» RECORD EXCERPTS:
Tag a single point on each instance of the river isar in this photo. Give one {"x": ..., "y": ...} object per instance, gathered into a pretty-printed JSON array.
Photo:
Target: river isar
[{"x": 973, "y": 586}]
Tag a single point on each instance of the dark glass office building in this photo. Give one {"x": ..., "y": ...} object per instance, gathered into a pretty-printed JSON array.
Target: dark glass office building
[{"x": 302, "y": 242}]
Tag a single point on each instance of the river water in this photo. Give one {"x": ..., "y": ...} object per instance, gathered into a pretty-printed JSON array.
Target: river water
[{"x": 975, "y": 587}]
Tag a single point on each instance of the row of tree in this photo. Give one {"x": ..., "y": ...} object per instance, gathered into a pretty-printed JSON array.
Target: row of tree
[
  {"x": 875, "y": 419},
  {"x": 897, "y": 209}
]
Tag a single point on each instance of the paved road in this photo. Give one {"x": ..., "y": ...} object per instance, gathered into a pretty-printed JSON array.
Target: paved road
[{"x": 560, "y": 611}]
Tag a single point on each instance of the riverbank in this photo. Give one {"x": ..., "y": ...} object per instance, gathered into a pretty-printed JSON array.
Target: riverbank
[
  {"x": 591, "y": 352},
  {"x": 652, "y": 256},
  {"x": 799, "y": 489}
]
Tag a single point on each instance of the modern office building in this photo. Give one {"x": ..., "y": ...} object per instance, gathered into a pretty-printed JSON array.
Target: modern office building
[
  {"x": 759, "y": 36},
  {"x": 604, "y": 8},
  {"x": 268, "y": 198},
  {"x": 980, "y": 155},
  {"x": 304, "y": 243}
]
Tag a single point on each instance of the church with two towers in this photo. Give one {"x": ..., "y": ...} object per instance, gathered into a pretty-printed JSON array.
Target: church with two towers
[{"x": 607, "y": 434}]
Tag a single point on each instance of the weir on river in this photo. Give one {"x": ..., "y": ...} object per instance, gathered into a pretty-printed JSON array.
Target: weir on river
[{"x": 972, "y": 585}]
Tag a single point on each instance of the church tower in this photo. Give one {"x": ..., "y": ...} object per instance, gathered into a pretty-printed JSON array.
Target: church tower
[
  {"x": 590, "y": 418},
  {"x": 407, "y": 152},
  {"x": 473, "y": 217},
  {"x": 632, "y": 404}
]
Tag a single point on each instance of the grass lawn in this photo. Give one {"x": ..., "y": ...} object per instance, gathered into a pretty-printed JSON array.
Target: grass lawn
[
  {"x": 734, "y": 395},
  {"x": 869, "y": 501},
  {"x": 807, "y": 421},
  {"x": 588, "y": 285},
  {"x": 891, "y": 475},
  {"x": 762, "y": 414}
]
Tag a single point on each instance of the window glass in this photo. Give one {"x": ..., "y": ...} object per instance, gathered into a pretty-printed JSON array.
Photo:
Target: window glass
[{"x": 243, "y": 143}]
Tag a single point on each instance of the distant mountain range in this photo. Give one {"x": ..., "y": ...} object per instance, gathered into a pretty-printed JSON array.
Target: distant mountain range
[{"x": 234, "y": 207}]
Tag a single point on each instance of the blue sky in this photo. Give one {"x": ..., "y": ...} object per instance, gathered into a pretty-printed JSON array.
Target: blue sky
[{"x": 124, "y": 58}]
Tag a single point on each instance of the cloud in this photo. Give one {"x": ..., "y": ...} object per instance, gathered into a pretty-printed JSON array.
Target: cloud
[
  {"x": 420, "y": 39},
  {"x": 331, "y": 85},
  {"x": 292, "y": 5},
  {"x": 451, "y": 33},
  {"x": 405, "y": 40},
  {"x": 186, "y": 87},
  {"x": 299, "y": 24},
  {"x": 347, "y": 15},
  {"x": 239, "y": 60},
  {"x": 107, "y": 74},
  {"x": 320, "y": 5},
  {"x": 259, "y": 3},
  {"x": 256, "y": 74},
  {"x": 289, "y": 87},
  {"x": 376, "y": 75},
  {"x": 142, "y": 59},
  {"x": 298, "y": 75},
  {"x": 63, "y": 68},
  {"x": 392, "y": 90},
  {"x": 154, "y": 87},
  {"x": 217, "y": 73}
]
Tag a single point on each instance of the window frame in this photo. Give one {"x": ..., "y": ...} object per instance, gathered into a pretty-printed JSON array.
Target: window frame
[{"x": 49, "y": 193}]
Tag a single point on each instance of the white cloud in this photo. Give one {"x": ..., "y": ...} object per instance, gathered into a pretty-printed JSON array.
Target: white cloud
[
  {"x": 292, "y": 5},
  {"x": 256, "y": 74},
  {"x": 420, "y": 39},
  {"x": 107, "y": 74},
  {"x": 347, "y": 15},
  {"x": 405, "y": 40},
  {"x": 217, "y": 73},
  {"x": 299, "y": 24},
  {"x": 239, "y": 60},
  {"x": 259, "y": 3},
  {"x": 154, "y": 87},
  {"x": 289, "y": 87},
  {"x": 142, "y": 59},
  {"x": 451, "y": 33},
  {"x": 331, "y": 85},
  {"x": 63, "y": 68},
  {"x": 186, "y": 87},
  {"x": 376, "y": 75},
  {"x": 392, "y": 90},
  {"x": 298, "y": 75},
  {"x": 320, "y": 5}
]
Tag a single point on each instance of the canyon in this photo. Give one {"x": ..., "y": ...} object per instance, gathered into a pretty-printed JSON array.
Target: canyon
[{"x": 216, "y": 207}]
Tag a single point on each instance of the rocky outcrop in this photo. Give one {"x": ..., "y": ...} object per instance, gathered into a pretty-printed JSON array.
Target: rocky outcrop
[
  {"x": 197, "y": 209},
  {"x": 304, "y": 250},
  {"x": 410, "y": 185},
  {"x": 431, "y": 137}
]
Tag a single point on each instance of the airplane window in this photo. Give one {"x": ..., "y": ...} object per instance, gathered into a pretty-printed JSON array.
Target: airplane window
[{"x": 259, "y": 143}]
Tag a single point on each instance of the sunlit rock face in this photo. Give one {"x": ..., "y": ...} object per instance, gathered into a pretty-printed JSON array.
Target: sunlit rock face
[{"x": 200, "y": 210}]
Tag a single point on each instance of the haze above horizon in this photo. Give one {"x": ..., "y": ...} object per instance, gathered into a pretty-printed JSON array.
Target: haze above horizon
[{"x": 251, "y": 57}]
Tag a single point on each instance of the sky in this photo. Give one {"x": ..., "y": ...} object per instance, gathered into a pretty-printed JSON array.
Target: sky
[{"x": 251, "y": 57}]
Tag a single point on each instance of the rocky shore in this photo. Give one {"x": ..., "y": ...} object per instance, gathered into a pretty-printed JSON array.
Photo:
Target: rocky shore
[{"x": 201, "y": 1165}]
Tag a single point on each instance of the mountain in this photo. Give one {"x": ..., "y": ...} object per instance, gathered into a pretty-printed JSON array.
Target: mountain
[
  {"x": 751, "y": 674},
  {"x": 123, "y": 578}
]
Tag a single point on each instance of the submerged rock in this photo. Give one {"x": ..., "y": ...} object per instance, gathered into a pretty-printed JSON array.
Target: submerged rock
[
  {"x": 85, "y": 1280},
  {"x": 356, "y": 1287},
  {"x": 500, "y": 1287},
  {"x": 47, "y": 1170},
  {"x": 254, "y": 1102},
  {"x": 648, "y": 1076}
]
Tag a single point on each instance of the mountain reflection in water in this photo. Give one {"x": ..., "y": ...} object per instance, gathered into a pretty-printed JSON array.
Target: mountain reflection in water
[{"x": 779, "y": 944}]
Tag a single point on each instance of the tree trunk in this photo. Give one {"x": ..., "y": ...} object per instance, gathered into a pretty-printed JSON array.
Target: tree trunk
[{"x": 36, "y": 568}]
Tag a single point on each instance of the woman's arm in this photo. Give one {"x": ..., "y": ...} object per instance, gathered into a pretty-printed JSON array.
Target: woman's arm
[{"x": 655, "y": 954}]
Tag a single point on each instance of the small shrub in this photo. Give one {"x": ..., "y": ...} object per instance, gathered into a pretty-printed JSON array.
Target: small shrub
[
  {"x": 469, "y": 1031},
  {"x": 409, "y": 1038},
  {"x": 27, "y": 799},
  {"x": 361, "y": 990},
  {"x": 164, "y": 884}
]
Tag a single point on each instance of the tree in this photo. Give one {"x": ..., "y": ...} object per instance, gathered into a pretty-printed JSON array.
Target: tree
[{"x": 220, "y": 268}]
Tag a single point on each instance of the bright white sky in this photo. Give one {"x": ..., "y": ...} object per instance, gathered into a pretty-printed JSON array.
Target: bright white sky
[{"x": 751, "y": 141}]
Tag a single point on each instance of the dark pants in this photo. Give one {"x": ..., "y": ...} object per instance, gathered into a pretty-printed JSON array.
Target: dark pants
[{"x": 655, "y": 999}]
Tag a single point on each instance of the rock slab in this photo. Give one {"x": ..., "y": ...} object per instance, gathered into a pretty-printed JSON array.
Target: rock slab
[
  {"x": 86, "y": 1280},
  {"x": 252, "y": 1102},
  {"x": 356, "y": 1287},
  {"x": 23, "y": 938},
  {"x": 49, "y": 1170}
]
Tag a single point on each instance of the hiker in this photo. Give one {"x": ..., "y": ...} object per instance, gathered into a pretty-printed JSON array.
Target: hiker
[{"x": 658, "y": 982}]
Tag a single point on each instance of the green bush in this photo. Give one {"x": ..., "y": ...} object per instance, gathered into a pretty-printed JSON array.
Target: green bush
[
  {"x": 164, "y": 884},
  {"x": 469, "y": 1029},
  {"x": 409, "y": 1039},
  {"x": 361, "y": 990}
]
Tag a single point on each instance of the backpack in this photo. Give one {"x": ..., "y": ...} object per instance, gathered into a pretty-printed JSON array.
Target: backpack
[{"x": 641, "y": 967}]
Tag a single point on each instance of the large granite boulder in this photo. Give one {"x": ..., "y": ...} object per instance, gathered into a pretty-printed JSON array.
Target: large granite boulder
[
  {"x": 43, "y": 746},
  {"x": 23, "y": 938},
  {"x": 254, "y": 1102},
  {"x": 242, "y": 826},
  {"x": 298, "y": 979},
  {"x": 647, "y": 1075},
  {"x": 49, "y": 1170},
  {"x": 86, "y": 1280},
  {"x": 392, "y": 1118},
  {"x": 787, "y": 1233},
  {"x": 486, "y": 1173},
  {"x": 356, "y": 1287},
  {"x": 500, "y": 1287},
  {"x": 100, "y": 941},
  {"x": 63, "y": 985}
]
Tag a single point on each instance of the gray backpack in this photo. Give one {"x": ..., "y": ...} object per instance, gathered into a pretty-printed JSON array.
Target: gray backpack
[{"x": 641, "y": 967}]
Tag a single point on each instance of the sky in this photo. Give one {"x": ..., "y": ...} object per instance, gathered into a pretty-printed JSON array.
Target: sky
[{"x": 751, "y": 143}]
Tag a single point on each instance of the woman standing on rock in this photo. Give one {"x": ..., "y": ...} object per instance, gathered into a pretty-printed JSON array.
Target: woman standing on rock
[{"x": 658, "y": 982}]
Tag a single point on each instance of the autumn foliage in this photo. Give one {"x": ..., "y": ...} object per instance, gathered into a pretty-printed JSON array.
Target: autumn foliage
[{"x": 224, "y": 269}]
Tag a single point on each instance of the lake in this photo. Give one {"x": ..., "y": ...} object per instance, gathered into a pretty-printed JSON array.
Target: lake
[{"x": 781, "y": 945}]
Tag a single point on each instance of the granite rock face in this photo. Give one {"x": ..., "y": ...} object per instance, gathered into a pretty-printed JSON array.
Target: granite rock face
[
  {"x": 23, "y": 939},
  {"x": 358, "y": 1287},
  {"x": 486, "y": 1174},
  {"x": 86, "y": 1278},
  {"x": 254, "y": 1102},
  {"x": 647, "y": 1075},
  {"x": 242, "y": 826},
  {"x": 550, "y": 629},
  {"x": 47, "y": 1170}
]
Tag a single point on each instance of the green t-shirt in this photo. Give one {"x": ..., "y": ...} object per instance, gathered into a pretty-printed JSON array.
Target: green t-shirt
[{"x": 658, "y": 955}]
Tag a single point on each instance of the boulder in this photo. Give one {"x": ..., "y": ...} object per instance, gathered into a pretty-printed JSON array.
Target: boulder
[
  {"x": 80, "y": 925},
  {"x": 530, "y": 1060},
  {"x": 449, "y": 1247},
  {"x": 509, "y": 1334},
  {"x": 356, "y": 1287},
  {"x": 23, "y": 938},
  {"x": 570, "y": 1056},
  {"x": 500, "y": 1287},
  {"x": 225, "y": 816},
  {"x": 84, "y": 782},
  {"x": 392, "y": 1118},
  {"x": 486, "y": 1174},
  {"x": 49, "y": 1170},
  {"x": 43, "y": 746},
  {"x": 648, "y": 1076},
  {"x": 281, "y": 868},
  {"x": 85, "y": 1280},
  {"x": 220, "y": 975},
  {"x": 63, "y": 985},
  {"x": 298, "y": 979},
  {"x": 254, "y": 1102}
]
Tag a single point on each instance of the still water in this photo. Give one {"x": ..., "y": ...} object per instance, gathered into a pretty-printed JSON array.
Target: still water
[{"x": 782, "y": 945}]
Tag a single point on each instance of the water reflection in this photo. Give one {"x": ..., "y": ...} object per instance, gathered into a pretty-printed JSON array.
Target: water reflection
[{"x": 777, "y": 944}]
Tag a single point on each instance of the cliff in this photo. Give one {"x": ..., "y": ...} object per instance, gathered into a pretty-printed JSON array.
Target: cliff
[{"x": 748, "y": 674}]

» WORK TO COMPLETE:
Through the last line of the entries above, beginning at the line containing "Tag a single point on each instance of the granite", transcribe each line exactly, both ends included and nothing more.

» THE OUTPUT:
Tag a single point on each instance of the granite rock face in this photo. Give one {"x": ..., "y": ...} object per instance, gathered into a pretty-printed JSON array.
Target: granite rock face
[
  {"x": 23, "y": 939},
  {"x": 358, "y": 1287},
  {"x": 486, "y": 1174},
  {"x": 86, "y": 1278},
  {"x": 254, "y": 1102},
  {"x": 647, "y": 1075},
  {"x": 242, "y": 826},
  {"x": 550, "y": 629},
  {"x": 47, "y": 1170}
]
Tag a single point on each instance of the green t-shirt in this photo. Give one {"x": ..., "y": ...} object per instance, gathered into a pretty-printed JSON array.
Target: green t-shirt
[{"x": 658, "y": 955}]
Tag a single point on each instance of the boulder in this photo. Give one {"x": ..., "y": ...} object per instance, gathered into a pretty-printed JSON array.
Target: boulder
[
  {"x": 80, "y": 925},
  {"x": 530, "y": 1060},
  {"x": 449, "y": 1247},
  {"x": 509, "y": 1334},
  {"x": 356, "y": 1287},
  {"x": 23, "y": 938},
  {"x": 570, "y": 1056},
  {"x": 500, "y": 1287},
  {"x": 225, "y": 816},
  {"x": 84, "y": 782},
  {"x": 392, "y": 1118},
  {"x": 486, "y": 1174},
  {"x": 49, "y": 1170},
  {"x": 43, "y": 746},
  {"x": 648, "y": 1076},
  {"x": 281, "y": 868},
  {"x": 85, "y": 1280},
  {"x": 220, "y": 975},
  {"x": 63, "y": 985},
  {"x": 298, "y": 979},
  {"x": 254, "y": 1102}
]
Tag a single point on each instance of the still water in this photo. Give one {"x": ..., "y": ...} object per instance, gathered into a pretty-printed JSON array.
Target: still water
[{"x": 782, "y": 945}]
Tag a single point on each instance of the water reflection in this photo. Give one {"x": ..., "y": ...} object per instance, gathered into a pretty-printed JSON array.
Target: water reflection
[{"x": 777, "y": 944}]
Tag a single point on each instance of the cliff in this photo. Give one {"x": ..., "y": ...} object per instance, gathered into a pretty-printed JSON array.
Target: cliff
[{"x": 748, "y": 674}]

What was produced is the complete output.